WHAT YOU SHOULD DO
Count the lines in the records that contain the string "wheel", treating uppercase and lowercase as different. Reply with the number alone.
═══ SUPPLIED ENTRIES ═══
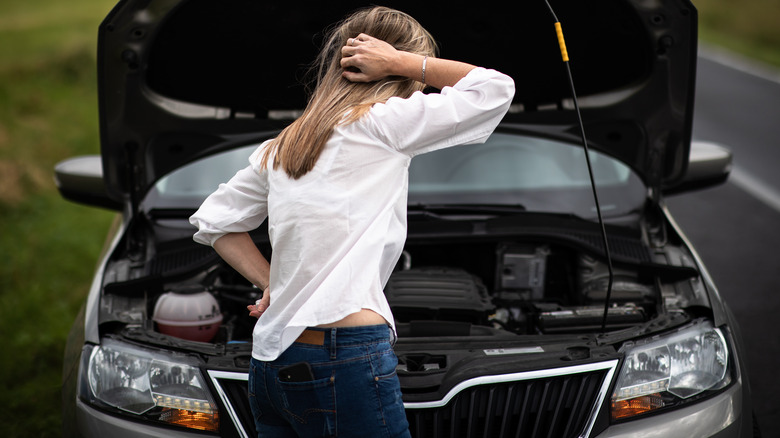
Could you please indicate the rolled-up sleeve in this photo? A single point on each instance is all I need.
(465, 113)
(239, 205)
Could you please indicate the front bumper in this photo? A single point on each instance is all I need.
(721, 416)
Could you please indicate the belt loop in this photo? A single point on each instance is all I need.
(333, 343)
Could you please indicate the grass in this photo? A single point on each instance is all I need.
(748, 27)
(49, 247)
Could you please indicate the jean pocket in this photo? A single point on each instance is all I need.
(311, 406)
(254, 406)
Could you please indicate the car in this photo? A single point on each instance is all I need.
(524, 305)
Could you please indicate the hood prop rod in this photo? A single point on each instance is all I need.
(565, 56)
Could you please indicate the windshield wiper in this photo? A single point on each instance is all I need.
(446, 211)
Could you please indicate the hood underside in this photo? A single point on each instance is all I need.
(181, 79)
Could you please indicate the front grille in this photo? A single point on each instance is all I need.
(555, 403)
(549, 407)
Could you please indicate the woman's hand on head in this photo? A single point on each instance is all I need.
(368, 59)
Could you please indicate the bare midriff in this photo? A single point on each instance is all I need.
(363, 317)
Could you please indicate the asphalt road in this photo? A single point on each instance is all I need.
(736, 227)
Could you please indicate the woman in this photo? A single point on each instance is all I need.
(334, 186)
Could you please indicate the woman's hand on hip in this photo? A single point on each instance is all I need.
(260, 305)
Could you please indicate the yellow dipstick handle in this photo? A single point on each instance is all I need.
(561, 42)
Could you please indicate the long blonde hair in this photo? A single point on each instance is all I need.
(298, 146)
═══
═══ SUPPLIED ENTRIES ═══
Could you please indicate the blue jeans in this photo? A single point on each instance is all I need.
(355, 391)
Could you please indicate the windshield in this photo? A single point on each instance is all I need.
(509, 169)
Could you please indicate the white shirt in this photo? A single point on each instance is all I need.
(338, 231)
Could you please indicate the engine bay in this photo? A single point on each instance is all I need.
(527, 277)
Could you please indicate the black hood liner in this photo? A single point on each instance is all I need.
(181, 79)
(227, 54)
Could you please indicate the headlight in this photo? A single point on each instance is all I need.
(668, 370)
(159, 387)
═══
═══ SUPPLIED ENTRIES ═══
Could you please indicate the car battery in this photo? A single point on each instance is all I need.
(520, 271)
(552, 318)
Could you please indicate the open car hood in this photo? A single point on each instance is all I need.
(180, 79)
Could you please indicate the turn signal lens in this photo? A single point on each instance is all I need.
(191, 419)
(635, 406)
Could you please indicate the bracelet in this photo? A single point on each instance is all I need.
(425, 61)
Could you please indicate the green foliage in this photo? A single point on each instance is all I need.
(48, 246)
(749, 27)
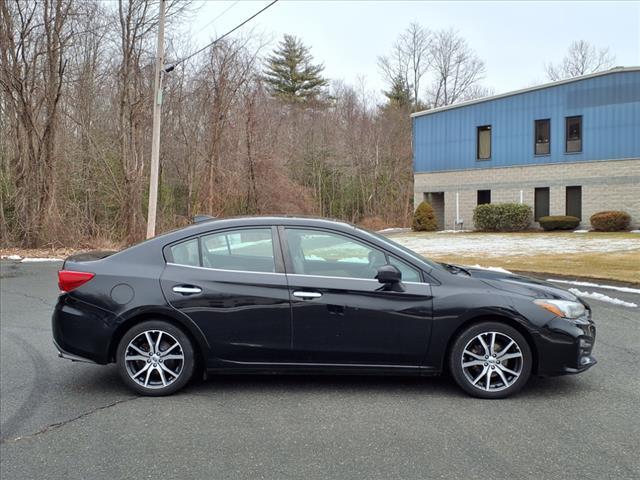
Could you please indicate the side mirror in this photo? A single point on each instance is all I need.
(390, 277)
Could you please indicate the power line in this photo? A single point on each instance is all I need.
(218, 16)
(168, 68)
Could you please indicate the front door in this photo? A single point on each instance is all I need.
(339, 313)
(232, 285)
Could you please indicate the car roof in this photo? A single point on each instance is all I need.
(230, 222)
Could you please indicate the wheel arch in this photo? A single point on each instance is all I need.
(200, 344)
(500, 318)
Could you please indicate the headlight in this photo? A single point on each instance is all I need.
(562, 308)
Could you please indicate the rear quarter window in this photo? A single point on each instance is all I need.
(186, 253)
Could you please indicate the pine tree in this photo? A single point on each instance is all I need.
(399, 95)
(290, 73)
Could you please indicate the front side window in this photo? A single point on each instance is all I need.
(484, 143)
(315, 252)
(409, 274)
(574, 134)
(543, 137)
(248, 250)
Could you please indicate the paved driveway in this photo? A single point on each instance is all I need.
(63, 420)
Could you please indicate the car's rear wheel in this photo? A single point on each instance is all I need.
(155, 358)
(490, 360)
═══
RESPONSE BELOW
2